> _Your instructions_:
Can you copy, character for character, the lines from the one containing "target: <item>bench leg</item>" up to and including the one containing "POLYGON ((225 73, 225"?

Image segmentation entries:

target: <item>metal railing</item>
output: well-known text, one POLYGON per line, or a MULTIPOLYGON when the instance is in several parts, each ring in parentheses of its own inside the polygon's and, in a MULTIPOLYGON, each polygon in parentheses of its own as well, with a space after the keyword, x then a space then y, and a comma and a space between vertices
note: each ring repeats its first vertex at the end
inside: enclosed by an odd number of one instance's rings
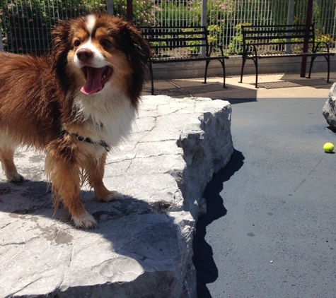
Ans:
MULTIPOLYGON (((136 25, 206 24, 210 31, 209 43, 234 54, 241 49, 243 24, 303 24, 306 3, 307 0, 133 0, 133 21, 136 25)), ((314 0, 313 6, 317 38, 327 41, 336 50, 336 0, 314 0)), ((93 11, 112 12, 127 18, 127 0, 2 0, 0 50, 3 47, 16 53, 41 54, 49 50, 50 30, 58 20, 93 11)), ((269 50, 272 49, 265 49, 269 50)))

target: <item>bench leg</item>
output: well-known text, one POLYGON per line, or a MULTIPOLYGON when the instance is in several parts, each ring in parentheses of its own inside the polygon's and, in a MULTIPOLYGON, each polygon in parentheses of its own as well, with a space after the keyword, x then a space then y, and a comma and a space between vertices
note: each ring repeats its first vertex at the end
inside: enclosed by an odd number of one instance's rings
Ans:
POLYGON ((314 63, 314 60, 316 58, 316 56, 312 56, 311 59, 311 65, 309 66, 309 73, 308 74, 308 78, 311 78, 311 69, 313 68, 313 63, 314 63))
POLYGON ((154 78, 153 77, 153 68, 151 67, 151 62, 149 62, 149 73, 151 74, 151 95, 154 95, 154 78))
POLYGON ((207 60, 205 61, 204 81, 203 82, 204 84, 207 83, 207 76, 208 73, 208 66, 209 64, 210 64, 210 60, 207 60))
POLYGON ((243 63, 241 64, 241 81, 239 83, 243 83, 243 73, 244 72, 244 66, 246 59, 243 57, 243 63))
POLYGON ((258 75, 258 69, 257 69, 257 58, 253 59, 253 62, 255 66, 255 88, 257 88, 257 75, 258 75))
POLYGON ((328 76, 327 76, 327 83, 331 83, 329 81, 329 78, 330 76, 330 56, 325 56, 325 59, 327 60, 328 64, 328 76))
POLYGON ((225 73, 225 60, 224 59, 221 59, 219 60, 219 62, 221 62, 221 67, 223 67, 223 88, 226 88, 225 87, 225 77, 226 76, 225 73))

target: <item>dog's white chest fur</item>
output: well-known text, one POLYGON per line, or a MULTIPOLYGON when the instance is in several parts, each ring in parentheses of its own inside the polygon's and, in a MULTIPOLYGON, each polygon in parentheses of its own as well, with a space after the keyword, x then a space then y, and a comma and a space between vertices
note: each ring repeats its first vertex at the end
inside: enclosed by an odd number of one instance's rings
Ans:
MULTIPOLYGON (((83 121, 87 135, 95 143, 111 147, 126 138, 132 129, 136 111, 121 90, 105 86, 100 93, 79 93, 74 99, 76 121, 83 121)), ((78 133, 73 131, 74 133, 78 133)))

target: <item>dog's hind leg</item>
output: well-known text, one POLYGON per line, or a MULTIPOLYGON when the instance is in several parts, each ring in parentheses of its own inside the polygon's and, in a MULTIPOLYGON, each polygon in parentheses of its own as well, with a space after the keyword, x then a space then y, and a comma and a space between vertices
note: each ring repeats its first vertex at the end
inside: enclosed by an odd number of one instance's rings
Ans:
POLYGON ((45 170, 52 184, 55 208, 62 202, 76 227, 94 228, 97 222, 86 212, 81 200, 80 170, 76 153, 76 145, 69 135, 52 142, 47 147, 45 170))
POLYGON ((23 177, 18 173, 14 164, 14 146, 3 134, 0 134, 0 161, 6 177, 10 182, 23 181, 23 177))
POLYGON ((95 191, 95 199, 100 202, 110 202, 122 198, 122 194, 117 191, 109 191, 103 181, 106 155, 106 153, 104 153, 98 160, 93 157, 86 161, 85 169, 88 184, 95 191))

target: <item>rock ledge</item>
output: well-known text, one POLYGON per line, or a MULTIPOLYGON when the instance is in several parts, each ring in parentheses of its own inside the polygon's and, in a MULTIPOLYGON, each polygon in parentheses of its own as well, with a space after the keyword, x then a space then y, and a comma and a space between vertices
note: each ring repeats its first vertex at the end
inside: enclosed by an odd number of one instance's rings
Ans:
POLYGON ((22 184, 0 172, 1 297, 195 297, 192 238, 202 193, 233 153, 231 106, 146 96, 130 140, 110 155, 105 182, 124 198, 82 197, 99 228, 53 215, 44 155, 16 154, 22 184))

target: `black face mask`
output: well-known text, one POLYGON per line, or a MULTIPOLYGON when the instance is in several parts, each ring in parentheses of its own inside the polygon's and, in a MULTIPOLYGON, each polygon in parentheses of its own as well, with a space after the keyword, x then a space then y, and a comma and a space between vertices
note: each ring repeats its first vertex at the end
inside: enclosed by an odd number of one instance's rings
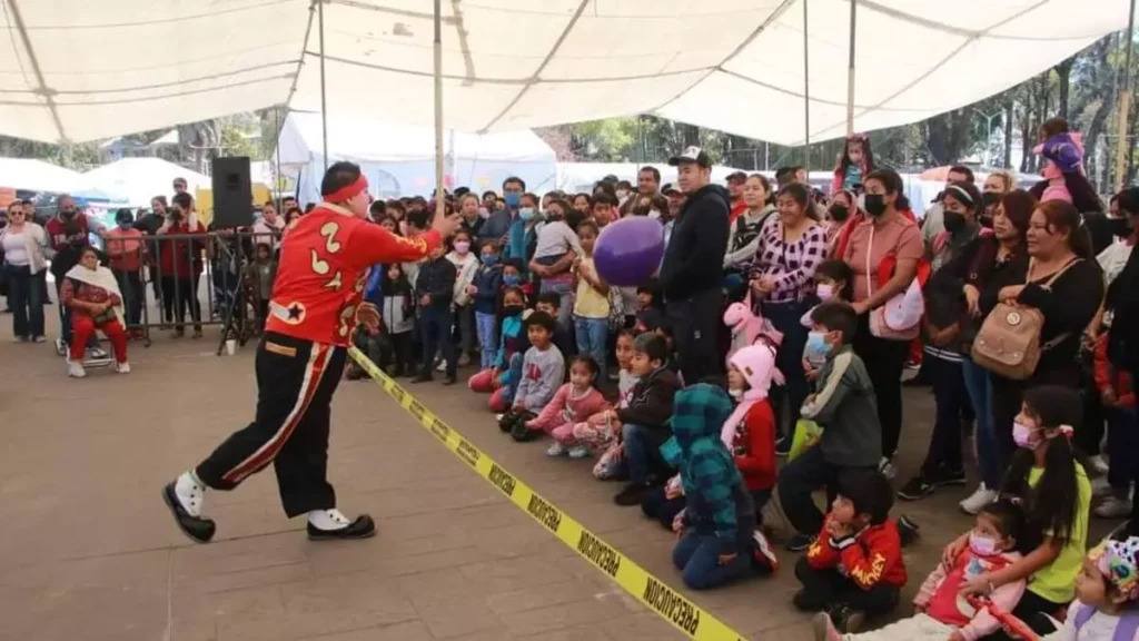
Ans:
POLYGON ((1120 238, 1130 238, 1134 234, 1131 221, 1126 218, 1108 218, 1107 228, 1112 230, 1113 236, 1118 236, 1120 238))
POLYGON ((965 214, 947 210, 943 214, 943 224, 947 232, 957 234, 961 229, 965 229, 965 214))
POLYGON ((886 196, 883 194, 867 194, 862 196, 862 206, 870 216, 878 217, 886 213, 886 196))

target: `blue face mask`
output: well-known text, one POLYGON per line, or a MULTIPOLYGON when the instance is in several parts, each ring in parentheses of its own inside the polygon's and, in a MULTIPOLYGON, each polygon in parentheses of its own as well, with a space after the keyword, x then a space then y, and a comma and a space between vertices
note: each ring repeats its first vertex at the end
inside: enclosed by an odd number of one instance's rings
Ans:
POLYGON ((806 354, 817 356, 827 356, 834 348, 833 344, 827 342, 827 334, 823 332, 811 332, 806 335, 806 347, 804 348, 806 354))

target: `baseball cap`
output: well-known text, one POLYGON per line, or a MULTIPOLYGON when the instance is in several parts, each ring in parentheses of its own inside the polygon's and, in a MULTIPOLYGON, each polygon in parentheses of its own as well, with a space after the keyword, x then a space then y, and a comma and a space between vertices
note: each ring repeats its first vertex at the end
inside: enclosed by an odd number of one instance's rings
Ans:
POLYGON ((672 167, 690 162, 695 162, 696 164, 705 168, 712 167, 712 159, 708 157, 707 152, 696 146, 687 147, 679 155, 669 159, 669 164, 672 167))

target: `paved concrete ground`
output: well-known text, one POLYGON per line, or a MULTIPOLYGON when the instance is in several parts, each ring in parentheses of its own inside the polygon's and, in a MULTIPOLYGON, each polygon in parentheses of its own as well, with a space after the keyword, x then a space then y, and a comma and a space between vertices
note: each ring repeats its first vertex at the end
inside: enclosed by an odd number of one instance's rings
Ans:
MULTIPOLYGON (((48 308, 49 316, 54 308, 48 308)), ((252 417, 253 347, 218 358, 203 341, 156 333, 132 344, 133 373, 68 380, 47 344, 13 344, 0 317, 0 639, 418 641, 679 639, 474 476, 369 382, 334 403, 330 474, 347 513, 379 535, 310 543, 286 520, 271 473, 211 493, 218 538, 175 528, 162 485, 252 417)), ((52 332, 49 332, 52 333, 52 332)), ((503 438, 484 398, 408 386, 452 427, 583 525, 673 586, 674 538, 616 508, 588 462, 550 461, 542 443, 503 438)), ((920 462, 932 399, 908 390, 899 482, 920 462)), ((970 526, 939 493, 900 511, 924 539, 907 552, 910 589, 941 545, 970 526)), ((794 555, 784 553, 785 566, 794 555)), ((803 639, 790 571, 693 595, 748 639, 803 639)))

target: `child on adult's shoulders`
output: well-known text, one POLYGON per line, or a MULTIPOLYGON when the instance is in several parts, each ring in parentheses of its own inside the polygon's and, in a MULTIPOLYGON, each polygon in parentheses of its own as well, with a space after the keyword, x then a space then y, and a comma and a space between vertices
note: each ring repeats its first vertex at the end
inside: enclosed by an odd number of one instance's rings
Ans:
POLYGON ((554 346, 557 320, 544 311, 534 311, 523 322, 531 348, 522 363, 522 379, 514 395, 514 404, 499 420, 499 429, 509 432, 517 441, 533 440, 541 431, 531 430, 527 423, 538 416, 562 387, 565 360, 554 346))
POLYGON ((681 384, 667 362, 667 343, 661 336, 644 333, 633 341, 632 374, 640 382, 629 407, 617 409, 629 469, 629 485, 613 498, 617 505, 639 505, 654 482, 671 476, 661 446, 672 438, 672 397, 681 384))
MULTIPOLYGON (((918 589, 913 599, 913 616, 862 634, 839 633, 826 612, 814 619, 817 641, 839 639, 975 641, 998 632, 999 619, 985 607, 976 607, 960 594, 968 581, 1021 560, 1016 545, 1025 528, 1024 511, 1009 500, 984 506, 976 526, 967 533, 969 547, 950 563, 939 563, 918 589)), ((1008 583, 988 595, 1000 611, 1010 611, 1024 593, 1024 581, 1008 583)), ((847 618, 847 624, 852 623, 847 618)))
POLYGON ((898 527, 890 519, 890 481, 874 469, 844 469, 836 485, 830 513, 795 566, 803 589, 793 602, 800 610, 826 610, 835 630, 849 633, 865 617, 898 606, 906 565, 898 527))

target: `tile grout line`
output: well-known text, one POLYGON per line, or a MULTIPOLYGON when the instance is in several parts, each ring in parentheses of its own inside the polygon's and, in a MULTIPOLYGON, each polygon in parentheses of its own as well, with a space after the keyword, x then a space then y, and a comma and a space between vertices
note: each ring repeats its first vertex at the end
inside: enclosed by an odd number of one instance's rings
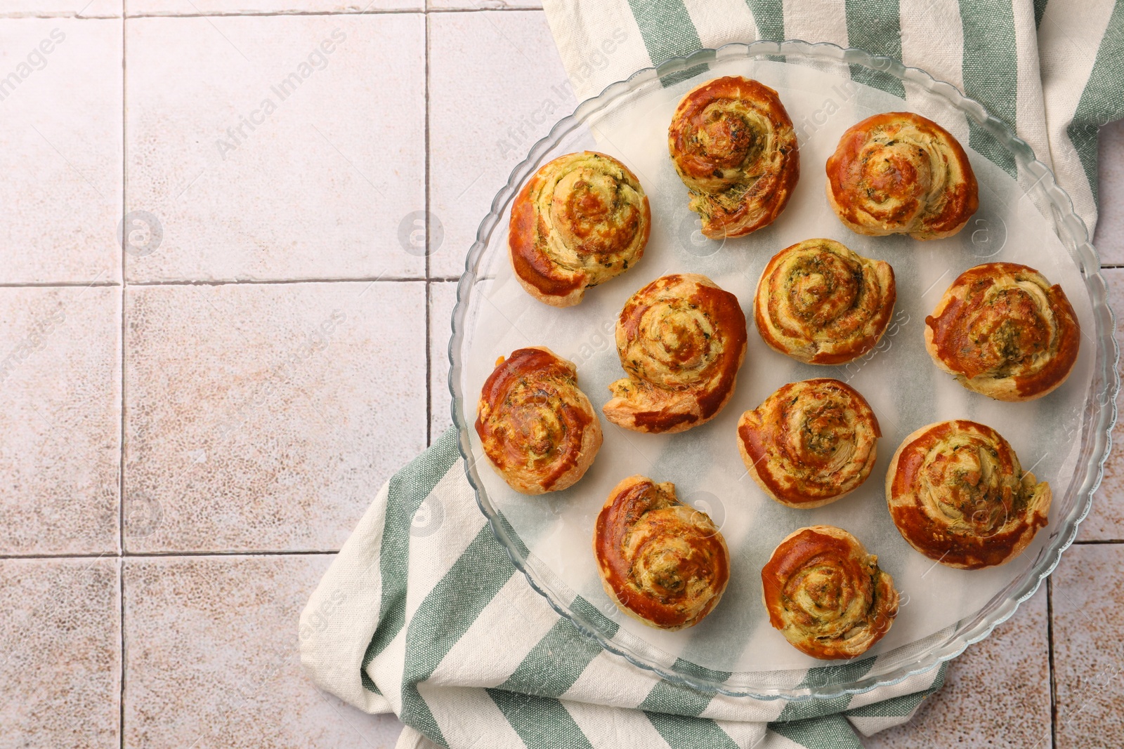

> _Solution to the problem_:
target: <item>bench leg</item>
output: well-known text, one POLYGON per line, or a MULTIPOLYGON when the instance is in several parts, each ring in parentheses of its own inside the polygon's and, in a MULTIPOLYGON, each polygon in parentheses of its own as well, with a space after the keyword, x then a space then y, and a comma and a space between vertices
note: each ring repeats its first vertex at the end
inside: enclosed by an odd number of one instance's rings
Ans:
POLYGON ((314 63, 314 60, 316 58, 316 56, 312 56, 311 59, 311 65, 309 66, 309 73, 308 74, 308 78, 311 78, 311 69, 313 68, 313 63, 314 63))
POLYGON ((154 78, 153 77, 153 68, 151 67, 151 62, 149 62, 149 73, 151 74, 151 95, 154 95, 154 78))
POLYGON ((207 60, 205 61, 204 81, 203 82, 204 84, 207 83, 207 76, 208 73, 208 66, 209 64, 210 64, 210 60, 207 60))
POLYGON ((243 63, 241 64, 241 81, 239 83, 243 83, 243 73, 244 72, 244 66, 246 59, 243 57, 243 63))
POLYGON ((258 75, 258 69, 257 69, 257 58, 253 59, 253 62, 255 66, 255 88, 257 88, 257 75, 258 75))
POLYGON ((328 76, 327 76, 327 83, 331 83, 329 81, 329 78, 330 76, 330 56, 325 56, 325 59, 327 60, 328 64, 328 76))
POLYGON ((225 73, 225 60, 224 59, 221 59, 219 60, 219 62, 221 62, 221 67, 223 67, 223 88, 226 88, 225 87, 225 77, 226 76, 225 73))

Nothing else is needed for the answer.